* OBJECTIVE *
How many lines in the records below contain the string "vase"? Case counts. Reply with the number alone.

* RAW RECORDS *
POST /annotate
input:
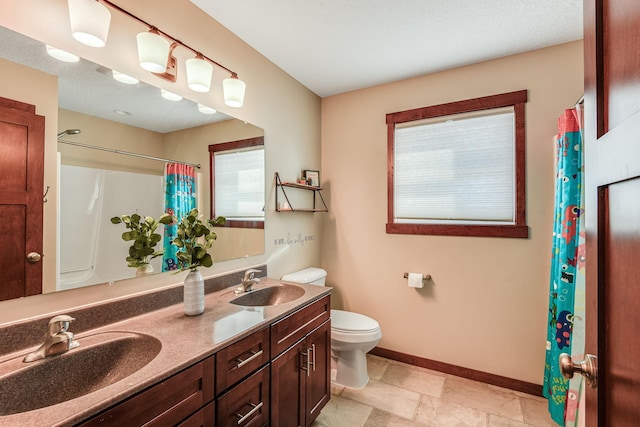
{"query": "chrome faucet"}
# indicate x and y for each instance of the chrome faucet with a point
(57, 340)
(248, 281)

--

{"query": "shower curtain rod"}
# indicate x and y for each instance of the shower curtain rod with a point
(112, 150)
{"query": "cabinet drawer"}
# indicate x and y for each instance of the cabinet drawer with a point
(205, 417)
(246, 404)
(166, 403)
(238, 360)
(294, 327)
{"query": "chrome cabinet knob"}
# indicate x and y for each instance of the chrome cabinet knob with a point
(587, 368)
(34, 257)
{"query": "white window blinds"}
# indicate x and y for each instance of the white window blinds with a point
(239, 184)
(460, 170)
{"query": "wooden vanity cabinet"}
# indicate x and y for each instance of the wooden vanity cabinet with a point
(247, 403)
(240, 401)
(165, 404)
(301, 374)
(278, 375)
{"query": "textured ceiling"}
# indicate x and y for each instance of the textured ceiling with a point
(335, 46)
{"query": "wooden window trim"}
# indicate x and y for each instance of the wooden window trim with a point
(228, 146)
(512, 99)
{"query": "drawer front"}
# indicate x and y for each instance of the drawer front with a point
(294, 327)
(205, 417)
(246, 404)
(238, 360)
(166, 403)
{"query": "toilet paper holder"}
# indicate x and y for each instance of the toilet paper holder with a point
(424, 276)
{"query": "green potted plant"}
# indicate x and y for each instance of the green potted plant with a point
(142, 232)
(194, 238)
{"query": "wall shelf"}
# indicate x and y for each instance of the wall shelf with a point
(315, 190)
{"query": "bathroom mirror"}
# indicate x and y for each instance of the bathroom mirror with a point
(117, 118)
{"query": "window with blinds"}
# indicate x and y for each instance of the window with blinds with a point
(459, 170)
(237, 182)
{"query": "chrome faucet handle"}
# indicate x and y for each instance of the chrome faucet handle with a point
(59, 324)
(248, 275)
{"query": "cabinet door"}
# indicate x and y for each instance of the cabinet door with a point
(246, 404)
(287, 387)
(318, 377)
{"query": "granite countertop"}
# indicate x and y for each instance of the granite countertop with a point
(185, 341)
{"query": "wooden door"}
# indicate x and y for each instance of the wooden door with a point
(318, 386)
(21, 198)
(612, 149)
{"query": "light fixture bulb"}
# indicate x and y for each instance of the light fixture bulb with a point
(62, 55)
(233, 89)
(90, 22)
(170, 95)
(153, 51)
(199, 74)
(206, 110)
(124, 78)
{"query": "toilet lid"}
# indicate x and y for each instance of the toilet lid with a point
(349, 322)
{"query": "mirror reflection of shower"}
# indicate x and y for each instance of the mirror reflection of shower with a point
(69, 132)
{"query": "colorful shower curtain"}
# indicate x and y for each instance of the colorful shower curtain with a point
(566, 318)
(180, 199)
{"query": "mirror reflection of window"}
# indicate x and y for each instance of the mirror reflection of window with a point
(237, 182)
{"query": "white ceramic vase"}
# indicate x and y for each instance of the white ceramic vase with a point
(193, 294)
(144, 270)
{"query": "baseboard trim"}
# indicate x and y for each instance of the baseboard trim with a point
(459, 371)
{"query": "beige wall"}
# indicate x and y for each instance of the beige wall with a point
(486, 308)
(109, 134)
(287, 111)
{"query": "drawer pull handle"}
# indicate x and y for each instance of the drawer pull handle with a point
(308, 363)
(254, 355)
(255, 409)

* OUTPUT OF THE EXERCISE *
2